* [Tugas yang Dikerjakan]:
1. Ubah bagian teks tentang jual beli tanah kepada Goro, dari "Hokiarto mengatakan, pada" sampai "akan dibayarkan kemudian.": tulis ulang bagian itu dengan mengganti setiap "hektare" menjadi "ha".
2. Lanjutkan teks tentang jual beli tanah kepada Goro, mulai setelah kalimat terakhirnya.

Hokiarto mengatakan, pada awal Januari 1996 Goro mengirim surat yang memintanya untuk hadir di kantor perushaan itu dalam rangka membicarakan jual beli tanah. Saat itu ia diminta menyediakan tanah seluas 60 hektare.
Tanah tersebut, kata dia, dihargai Rp 80 ribu per meter. Untuk 60 hektare yang diserahkan kepada Goro, Hokiarto menerima uang Rp16,25 miliar, yang merupakan pembayaran atas tanah 25 hektare yang harsu dicarinya. Sisanya, ujar Hokiarto, dalam perjanjian dengan Goro akan dibayarkan kemudian.

* [Catatan dari sumber data]:
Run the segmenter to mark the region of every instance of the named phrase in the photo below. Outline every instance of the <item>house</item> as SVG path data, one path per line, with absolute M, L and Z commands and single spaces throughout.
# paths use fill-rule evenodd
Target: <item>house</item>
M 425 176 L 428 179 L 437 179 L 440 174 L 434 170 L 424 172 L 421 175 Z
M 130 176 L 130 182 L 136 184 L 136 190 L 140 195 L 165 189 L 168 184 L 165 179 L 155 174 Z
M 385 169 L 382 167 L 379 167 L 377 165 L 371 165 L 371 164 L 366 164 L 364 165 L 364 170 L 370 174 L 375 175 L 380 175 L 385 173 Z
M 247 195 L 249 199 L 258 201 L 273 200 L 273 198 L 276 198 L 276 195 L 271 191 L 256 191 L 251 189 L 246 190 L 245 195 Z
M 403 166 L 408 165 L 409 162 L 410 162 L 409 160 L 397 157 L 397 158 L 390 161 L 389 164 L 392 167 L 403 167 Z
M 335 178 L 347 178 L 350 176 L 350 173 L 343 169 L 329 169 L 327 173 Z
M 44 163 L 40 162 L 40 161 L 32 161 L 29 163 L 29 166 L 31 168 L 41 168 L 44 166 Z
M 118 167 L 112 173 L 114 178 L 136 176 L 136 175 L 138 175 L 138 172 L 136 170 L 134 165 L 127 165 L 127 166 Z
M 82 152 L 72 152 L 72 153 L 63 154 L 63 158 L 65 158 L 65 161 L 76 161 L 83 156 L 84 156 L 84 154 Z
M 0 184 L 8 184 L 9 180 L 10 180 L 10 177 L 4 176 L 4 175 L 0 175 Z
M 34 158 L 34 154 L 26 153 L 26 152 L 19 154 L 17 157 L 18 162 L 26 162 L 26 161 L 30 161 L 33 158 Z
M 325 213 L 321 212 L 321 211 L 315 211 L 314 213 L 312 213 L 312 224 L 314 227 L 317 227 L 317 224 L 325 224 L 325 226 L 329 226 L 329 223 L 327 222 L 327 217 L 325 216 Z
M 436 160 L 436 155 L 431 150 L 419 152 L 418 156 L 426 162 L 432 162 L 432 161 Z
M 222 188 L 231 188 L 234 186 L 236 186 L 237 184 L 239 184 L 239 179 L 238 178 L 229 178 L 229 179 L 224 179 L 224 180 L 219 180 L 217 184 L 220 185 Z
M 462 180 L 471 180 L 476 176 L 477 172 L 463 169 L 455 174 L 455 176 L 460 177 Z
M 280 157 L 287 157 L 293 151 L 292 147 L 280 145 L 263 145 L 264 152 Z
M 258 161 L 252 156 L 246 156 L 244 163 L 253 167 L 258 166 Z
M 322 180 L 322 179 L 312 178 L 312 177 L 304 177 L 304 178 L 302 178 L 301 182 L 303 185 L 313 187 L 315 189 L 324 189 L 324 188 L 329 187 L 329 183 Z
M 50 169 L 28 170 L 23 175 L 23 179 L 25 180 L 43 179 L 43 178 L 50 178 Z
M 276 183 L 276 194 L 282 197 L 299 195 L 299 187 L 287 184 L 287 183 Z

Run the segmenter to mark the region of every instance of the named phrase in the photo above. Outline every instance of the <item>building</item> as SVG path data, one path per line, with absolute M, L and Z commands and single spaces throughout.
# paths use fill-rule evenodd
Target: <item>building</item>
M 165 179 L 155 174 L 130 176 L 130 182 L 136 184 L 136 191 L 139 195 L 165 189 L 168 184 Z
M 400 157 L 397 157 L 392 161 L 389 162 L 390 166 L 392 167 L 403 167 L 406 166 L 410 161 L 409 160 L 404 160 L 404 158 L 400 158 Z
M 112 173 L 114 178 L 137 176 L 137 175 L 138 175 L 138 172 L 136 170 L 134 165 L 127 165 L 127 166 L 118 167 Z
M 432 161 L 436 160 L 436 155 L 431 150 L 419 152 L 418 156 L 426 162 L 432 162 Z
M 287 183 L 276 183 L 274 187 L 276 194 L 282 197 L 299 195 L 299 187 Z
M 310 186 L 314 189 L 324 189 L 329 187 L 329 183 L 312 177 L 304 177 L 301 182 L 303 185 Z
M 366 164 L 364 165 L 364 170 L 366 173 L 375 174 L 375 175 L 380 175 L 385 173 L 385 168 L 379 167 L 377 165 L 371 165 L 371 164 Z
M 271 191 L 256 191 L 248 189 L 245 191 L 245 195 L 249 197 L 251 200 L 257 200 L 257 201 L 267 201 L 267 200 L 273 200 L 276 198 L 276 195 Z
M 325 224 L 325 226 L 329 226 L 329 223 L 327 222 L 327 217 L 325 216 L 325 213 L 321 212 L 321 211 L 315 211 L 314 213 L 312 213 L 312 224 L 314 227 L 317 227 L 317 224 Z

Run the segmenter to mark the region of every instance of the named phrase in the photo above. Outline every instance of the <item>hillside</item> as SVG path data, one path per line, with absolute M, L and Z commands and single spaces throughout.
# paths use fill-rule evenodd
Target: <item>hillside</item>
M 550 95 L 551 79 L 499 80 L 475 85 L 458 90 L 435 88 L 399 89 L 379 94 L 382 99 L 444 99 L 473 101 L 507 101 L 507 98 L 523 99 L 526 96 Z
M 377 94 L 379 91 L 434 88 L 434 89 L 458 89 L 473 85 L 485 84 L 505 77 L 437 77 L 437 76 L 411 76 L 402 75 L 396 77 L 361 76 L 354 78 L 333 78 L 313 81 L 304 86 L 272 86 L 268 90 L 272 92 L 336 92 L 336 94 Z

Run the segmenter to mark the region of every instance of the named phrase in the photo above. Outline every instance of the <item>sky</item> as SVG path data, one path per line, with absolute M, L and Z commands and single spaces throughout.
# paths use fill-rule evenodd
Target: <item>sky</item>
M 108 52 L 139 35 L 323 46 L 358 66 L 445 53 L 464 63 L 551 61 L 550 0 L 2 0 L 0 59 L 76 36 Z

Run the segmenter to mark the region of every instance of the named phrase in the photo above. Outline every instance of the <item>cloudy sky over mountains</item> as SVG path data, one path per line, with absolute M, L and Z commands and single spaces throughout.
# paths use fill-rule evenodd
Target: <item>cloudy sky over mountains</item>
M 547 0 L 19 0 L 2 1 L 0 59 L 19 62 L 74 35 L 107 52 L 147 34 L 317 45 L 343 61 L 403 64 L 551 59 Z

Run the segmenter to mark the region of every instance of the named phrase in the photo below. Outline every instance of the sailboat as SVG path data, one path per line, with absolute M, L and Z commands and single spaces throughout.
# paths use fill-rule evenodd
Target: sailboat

* [Hasil Berurutan]:
1.
Hokiarto mengatakan, pada awal Januari 1996 Goro mengirim surat yang memintanya untuk hadir di kantor perushaan itu dalam rangka membicarakan jual beli tanah. Saat itu ia diminta menyediakan tanah seluas 60 ha.
Tanah tersebut, kata dia, dihargai Rp 80 ribu per meter. Untuk 60 ha yang diserahkan kepada Goro, Hokiarto menerima uang Rp16,25 miliar, yang merupakan pembayaran atas tanah 25 ha yang harsu dicarinya. Sisanya, ujar Hokiarto, dalam perjanjian dengan Goro akan dibayarkan kemudian.

2.
Hingga Deesember 1998, ternyata Goro belum juga membayar sisa uang yang dijanjikannya. Karenanya, Hokiarto lalu mengadu kepada Beddu Amang, yang waktu itu menjabat sebagai Kepala Bulog dan diakuinya sudah dikenalnya sejak tahun 1970-an. Dalam pertemuan dengan Beddu, yang terjadi tanpa sepengetahuan pihak Goro, Hokiarto menginginkan agar perjanjian dengan Goro diputuskan. Namun waktu itu, Beddu melarang tindakan tersebut.
Agar perjanjian terus berjalan Beddu memberikan uang Rp 32,5 milyar untuk membayar pembelian sisa tanah yang dibutuhkan untuk proses ruislag tersebut, dengan jaminan tanah Hokiarto di luar tanah di Marunda yang telah dijual ke Goro. Menurut taksiran Hokiarto, nilai tanah yang dijaminkan kepada Bulog melebihi dana sebesar Rp 32,5 miliar. Sehingga kalau nggak jadi, Bulog kan aman, ujarnya.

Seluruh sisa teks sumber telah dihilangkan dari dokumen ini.